• To be done
1. Repeat the part of the text on British royal consorts that opens with the words containing "A royal consort" and closes with "years before her.".
2. Answer these questions using the text on British royal consorts:
(a) How many royal consorts have there been since the union of the crowns in 1707, and how many of them were men?
(b) On what date did Elizabeth II die?
(c) On what date did Wallis Warfield marry Edward, Duke of Windsor?
3. For each statement, say whether the text on British royal consorts agrees with it, and quote the words that decide it:
(a) Queen Elizabeth The Queen Mother held the position of consort when she died.
(b) Hanover was annexed by Prussia during the Austro-Prussian War of 1866.
(c) The husband of a reigning Queen automatically shares her titles.

• Extracted text
● ● ●
A royal consort is the spouse of a reigning king or queen. Consorts of monarchs of the United Kingdom and its predecessors have no constitutional status or power but many have had significant influence.  There have been 11 royal consorts since Britain's union of the crowns in 1707, eight women, and three men.

Prince Philip, the longest-served and oldest-ever consort, died aged 99 after having served for nearly 70 years. His mother-in-law, Queen Elizabeth The Queen Mother, who died aged 101, lived longer than any other royal consort, but at the time of her death she did not hold the position of consort, as her husband King George VI had died 50 years before her.

After the death of Prince Philip, the position of royal consort was vacant until the death of Elizabeth II on 8 September 2022. Camilla became the queen consort upon the accession of Elizabeth II's eldest son, Charles III, as King.

History
Since the union of England and Scotland in 1707, there have been eleven consorts of the British monarch. Queens between 1727 and 1814 were also Electress of Hanover, as their husbands all held the title of Elector of Hanover. Between 1814 and 1837, queens held the title as Queen of Hanover, as their husbands were Kings of Hanover. The personal union with the United Kingdom ended in 1837 on the accession of Queen Victoria because the succession laws (Salic Law) in Hanover prevented a female inheriting the title if there was any surviving male heir (in the United Kingdom, a male took precedence over only his own sisters, until the Succession to the Crown Act 2013 which removed male primogeniture). In the Austro-Prussian War of 1866, Hanover was annexed by Prussia and became the Province of Hanover.

Style
The wife of the reigning King has typically been styled as "Her Majesty The Queen" and is addressed as "Her Majesty" or "Your Majesty" (When addressing directly). While upon Charles III's accession to the throne Camilla became "The Queen", she has been styled "The Queen Consort". Buckingham Palace has stated that whether Camilla will eventually be known as "The Queen", as queen consorts traditionally are, is "a question for the future".

The husband of a reigning Queen is addressed according to the style he has either been given upon marriage, or prior to marriage - he does not automatically share the same titles, style and honour of his wife.

Exceptions
Not all wives of monarchs have become consorts, as they may have died, been divorced prior to their husbands' ascending the throne, or married after abdication. Such cases include:

Divorced before spouse became monarch
1. Princess Sophia Dorothea of Celle, wife of George, Hereditary Prince of Brunswick-Lüneburg (the future King George I), married 22 November 1682, divorced 28 December 1694, died 13 November 1726.

2. Lady Diana Spencer, wife of Charles, Prince of Wales (the future King Charles III), married 29 July 1981, divorced 28 August 1996, died 31 August 1997.

Married after spouse abdicated
Wallis Warfield, wife of Edward, Duke of Windsor (the former King Edward VIII), married 3 June 1937, widowed 28 May 1972, died 24 April 1986.
● ● ●
• Dataset rows
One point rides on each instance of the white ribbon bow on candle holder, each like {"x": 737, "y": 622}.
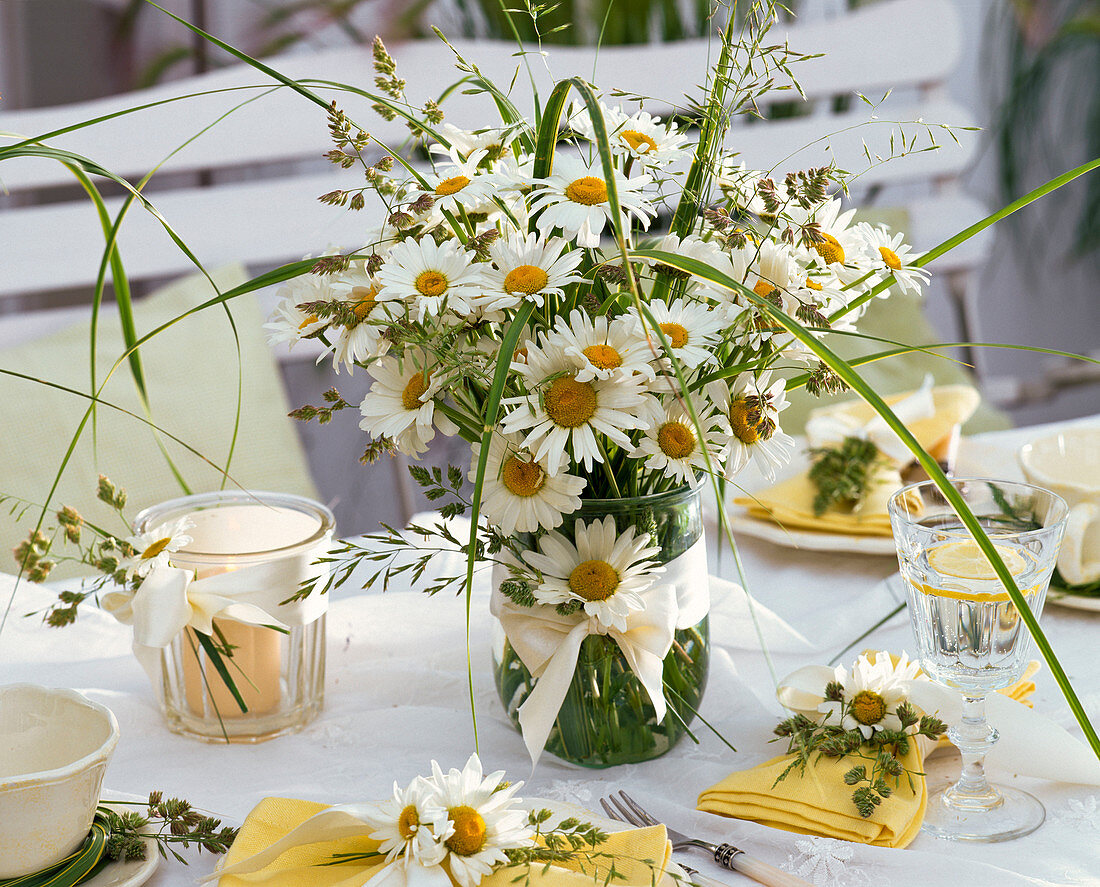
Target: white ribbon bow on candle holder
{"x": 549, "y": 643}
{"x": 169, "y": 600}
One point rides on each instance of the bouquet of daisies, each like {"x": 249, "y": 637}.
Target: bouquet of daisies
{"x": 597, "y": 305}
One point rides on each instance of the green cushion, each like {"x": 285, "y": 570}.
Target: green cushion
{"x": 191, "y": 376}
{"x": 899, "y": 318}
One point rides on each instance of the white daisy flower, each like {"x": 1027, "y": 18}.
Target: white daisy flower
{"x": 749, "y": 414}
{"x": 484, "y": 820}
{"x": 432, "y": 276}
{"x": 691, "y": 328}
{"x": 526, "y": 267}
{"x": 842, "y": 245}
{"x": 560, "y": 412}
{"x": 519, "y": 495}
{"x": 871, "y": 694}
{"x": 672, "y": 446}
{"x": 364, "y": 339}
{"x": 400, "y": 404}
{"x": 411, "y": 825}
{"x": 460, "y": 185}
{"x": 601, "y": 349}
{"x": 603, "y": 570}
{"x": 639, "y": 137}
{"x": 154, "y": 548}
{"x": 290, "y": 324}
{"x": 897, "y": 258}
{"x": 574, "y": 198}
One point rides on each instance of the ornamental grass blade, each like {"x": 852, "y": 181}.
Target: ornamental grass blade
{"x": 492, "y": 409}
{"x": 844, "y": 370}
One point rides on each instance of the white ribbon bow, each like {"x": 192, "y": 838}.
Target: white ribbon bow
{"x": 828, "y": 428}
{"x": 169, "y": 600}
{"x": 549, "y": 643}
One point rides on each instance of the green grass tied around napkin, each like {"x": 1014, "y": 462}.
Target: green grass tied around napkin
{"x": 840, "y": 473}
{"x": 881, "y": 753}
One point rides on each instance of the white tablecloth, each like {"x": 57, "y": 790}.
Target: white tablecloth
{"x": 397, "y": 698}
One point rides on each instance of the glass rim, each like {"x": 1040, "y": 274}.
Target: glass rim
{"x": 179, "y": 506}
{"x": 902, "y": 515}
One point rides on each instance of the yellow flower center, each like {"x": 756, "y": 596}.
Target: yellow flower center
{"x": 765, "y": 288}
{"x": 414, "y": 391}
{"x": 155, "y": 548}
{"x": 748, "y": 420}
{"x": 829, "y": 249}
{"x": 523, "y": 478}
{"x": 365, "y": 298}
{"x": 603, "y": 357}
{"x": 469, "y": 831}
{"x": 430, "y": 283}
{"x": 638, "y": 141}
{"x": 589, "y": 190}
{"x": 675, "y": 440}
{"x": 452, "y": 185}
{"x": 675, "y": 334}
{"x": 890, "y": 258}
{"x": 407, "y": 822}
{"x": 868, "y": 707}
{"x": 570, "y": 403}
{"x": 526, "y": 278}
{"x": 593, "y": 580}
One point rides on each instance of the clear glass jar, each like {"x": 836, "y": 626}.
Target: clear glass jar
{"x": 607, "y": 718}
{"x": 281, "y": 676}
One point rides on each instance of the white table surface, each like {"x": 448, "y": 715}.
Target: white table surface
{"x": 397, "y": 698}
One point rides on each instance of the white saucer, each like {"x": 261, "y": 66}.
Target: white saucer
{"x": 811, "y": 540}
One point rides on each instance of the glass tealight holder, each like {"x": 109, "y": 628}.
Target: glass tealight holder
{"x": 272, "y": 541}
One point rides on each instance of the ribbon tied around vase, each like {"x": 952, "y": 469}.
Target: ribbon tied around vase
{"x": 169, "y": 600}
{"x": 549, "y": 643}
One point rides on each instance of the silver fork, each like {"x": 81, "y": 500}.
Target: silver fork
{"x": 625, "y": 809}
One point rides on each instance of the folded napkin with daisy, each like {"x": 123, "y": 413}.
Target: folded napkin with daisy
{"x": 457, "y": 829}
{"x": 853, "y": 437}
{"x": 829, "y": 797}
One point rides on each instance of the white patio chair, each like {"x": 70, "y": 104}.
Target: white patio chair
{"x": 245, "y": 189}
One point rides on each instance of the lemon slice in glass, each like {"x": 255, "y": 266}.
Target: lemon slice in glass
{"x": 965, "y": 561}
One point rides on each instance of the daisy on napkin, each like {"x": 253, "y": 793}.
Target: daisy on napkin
● ● ●
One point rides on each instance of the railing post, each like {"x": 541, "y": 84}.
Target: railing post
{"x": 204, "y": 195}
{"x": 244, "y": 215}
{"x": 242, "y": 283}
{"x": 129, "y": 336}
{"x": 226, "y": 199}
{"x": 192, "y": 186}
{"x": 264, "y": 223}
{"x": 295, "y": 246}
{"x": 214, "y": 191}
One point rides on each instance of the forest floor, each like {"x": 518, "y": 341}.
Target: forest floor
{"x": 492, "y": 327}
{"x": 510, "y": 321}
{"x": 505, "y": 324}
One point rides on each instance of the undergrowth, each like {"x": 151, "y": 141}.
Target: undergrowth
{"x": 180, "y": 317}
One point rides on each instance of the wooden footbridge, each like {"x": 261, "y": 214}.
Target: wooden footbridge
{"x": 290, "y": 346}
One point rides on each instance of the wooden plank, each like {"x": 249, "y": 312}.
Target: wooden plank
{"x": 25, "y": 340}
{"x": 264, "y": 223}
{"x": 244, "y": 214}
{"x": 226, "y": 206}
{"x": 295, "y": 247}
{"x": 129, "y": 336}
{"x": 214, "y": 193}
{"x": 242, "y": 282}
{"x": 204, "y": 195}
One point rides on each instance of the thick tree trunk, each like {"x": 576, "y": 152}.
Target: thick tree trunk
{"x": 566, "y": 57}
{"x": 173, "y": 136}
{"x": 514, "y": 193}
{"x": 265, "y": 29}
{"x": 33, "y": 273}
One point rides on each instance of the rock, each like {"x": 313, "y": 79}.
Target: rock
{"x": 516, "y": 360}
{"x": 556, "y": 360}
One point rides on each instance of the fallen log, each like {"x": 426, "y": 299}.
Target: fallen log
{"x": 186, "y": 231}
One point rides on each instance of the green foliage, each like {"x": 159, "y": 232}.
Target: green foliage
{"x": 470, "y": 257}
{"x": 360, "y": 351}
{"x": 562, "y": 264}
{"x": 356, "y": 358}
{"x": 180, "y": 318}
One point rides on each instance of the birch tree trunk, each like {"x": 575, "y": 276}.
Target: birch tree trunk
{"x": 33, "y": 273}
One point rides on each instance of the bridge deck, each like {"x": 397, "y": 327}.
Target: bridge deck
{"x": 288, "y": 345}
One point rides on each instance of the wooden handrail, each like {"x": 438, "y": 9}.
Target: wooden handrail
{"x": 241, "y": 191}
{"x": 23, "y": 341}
● ● ●
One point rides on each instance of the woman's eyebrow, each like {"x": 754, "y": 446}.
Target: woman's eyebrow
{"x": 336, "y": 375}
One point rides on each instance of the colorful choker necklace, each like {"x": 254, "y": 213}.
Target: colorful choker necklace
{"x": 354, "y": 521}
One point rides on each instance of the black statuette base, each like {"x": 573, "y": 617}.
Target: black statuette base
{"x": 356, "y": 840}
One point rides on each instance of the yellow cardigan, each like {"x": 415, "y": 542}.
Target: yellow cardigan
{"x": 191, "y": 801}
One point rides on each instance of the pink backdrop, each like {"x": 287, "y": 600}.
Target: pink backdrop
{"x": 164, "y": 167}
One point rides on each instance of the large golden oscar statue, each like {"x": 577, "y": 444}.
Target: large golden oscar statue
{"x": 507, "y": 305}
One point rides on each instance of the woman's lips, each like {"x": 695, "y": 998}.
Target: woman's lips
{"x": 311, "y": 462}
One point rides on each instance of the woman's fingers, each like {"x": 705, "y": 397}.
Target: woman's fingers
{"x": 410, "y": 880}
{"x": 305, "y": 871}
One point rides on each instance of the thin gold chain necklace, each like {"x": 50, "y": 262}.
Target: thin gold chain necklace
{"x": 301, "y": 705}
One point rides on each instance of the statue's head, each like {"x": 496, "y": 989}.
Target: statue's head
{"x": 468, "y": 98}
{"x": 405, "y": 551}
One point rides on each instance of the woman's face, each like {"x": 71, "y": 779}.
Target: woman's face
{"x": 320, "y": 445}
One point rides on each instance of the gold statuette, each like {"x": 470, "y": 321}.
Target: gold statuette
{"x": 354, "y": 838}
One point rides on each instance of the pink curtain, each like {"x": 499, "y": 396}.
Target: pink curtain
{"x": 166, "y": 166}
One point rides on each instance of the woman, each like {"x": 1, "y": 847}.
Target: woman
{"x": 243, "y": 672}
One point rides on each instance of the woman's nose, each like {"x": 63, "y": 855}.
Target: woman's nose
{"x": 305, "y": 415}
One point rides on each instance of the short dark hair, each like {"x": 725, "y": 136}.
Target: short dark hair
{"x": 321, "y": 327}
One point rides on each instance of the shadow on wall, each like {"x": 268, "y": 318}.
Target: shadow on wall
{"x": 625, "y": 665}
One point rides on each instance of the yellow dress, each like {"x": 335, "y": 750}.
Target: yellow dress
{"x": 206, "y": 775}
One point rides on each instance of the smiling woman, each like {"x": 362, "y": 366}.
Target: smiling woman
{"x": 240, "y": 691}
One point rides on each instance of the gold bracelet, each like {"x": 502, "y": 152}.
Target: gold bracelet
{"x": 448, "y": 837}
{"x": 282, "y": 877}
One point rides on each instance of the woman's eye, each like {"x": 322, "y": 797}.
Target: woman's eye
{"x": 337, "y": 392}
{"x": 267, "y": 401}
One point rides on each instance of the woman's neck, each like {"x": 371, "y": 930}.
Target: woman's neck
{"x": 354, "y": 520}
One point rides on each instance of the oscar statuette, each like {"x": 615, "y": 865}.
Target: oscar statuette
● ● ●
• The answers
1.
A royal consort is the spouse of a reigning king or queen. Consorts of monarchs of the United Kingdom and its predecessors have no constitutional status or power but many have had significant influence.  There have been 11 royal consorts since Britain's union of the crowns in 1707, eight women, and three men.

Prince Philip, the longest-served and oldest-ever consort, died aged 99 after having served for nearly 70 years. His mother-in-law, Queen Elizabeth The Queen Mother, who died aged 101, lived longer than any other royal consort, but at the time of her death she did not hold the position of consort, as her husband King George VI had died 50 years before her.

2.
(a) There have been 11 royal consorts since 1707, and three of them were men.
(b) Elizabeth II died on 8 September 2022.
(c) Wallis Warfield married Edward, Duke of Windsor, on 3 June 1937.

3.
(a) No: "at the time of her death she did not hold the position of consort"
(b) Yes: "In the Austro-Prussian War of 1866, Hanover was annexed by Prussia and became the Province of Hanover."
(c) No: "he does not automatically share the same titles, style and honour of his wife."